━━ Given entries ━━

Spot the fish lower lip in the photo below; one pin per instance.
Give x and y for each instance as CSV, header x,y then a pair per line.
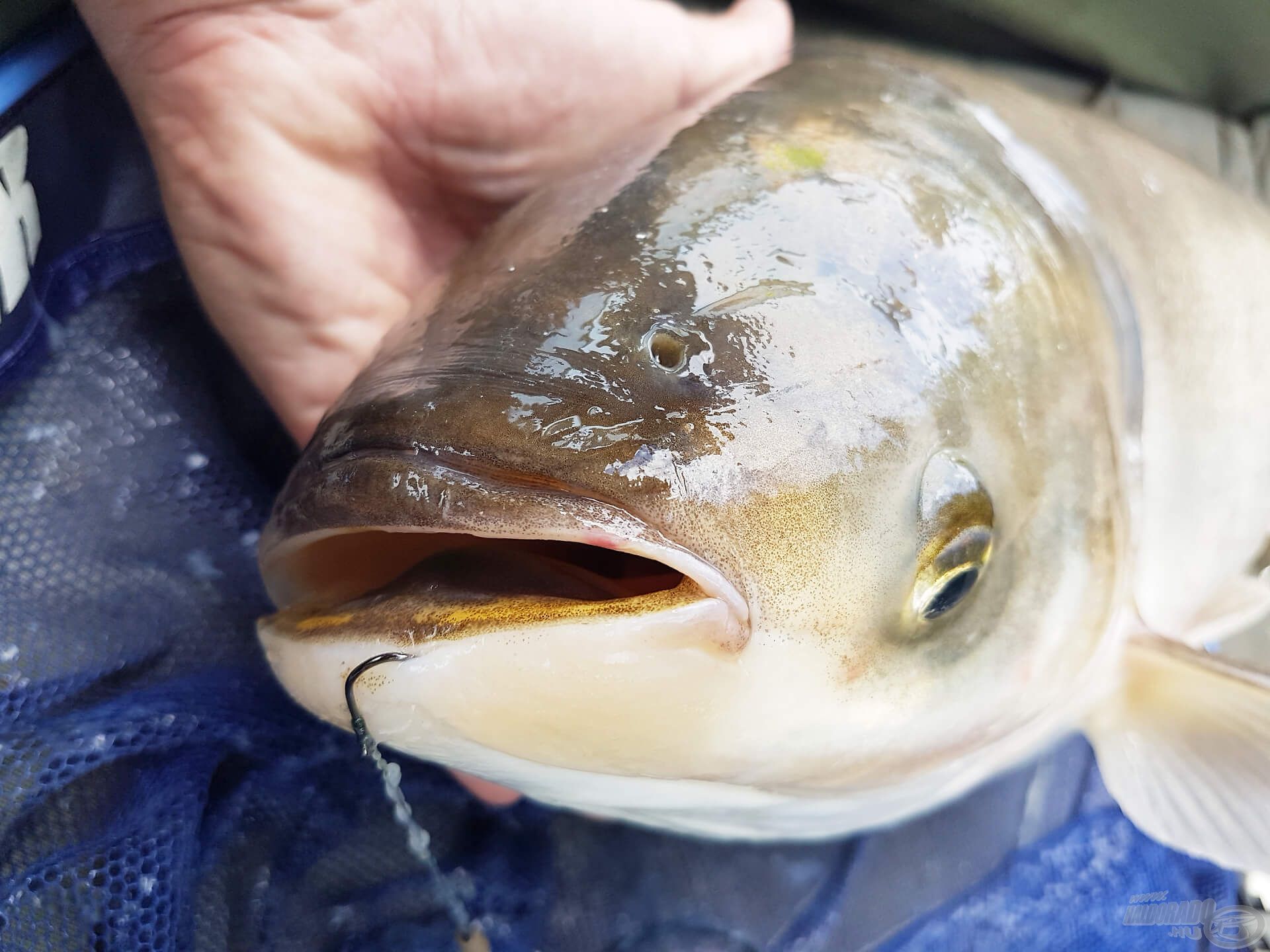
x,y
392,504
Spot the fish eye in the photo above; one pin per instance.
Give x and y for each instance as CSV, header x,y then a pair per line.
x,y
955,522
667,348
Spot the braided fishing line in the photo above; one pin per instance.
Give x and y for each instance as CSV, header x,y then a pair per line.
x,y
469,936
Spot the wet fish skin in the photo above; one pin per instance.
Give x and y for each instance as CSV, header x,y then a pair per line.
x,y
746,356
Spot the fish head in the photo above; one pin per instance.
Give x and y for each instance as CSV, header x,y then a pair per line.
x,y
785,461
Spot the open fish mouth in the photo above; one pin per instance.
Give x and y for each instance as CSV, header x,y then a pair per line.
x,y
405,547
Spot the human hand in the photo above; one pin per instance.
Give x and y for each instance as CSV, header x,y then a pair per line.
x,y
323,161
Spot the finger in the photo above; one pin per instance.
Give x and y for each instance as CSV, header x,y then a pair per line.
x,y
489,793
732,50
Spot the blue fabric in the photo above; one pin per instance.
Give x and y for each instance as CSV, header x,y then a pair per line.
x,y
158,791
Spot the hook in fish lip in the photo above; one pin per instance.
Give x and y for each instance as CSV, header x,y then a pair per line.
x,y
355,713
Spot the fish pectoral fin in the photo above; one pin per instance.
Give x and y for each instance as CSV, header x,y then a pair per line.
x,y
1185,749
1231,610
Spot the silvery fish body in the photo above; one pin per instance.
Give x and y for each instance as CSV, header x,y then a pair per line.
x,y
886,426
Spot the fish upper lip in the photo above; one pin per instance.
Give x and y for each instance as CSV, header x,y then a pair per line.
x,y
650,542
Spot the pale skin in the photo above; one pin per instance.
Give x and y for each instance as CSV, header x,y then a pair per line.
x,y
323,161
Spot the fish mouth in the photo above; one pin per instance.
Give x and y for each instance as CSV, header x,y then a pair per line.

━━━

• Exercise requirements: Give back the lines above exactly, from the one with "Spot the blue" through the last line.

• Task result:
Spot the blue fabric in the photo above; one pin per instance.
Give x and y for each instance as CSV, header x,y then a pair per line.
x,y
158,791
Spot the hook in fish lip in the photo above; one pin per instance.
Give x and y for each instance as CSV, header x,y then a pair per line.
x,y
355,713
Spot the fish pectoral fin in the photo above; one pin per instance.
Give x and y for each instance as CSV, header x,y then a pair per line.
x,y
1185,749
1231,610
Spot the silvery fish body in the photo above; one pin per instance.
Give x and y for each instance as CSV, header x,y then a pair per line.
x,y
886,426
Spot the fish upper lip in the photo above; one pin per instance.
Give x and y for each instance as CSV, header x,y then a pair per line.
x,y
650,542
Spot the pale skin in the photo above; one pin per instance.
Give x and y for each instance as CSV, header x,y then a pair per line.
x,y
323,161
Spot the fish mouth in the photo above; one pin per instance.
Give x and y for each instance as CSV, header x,y then a pair per line.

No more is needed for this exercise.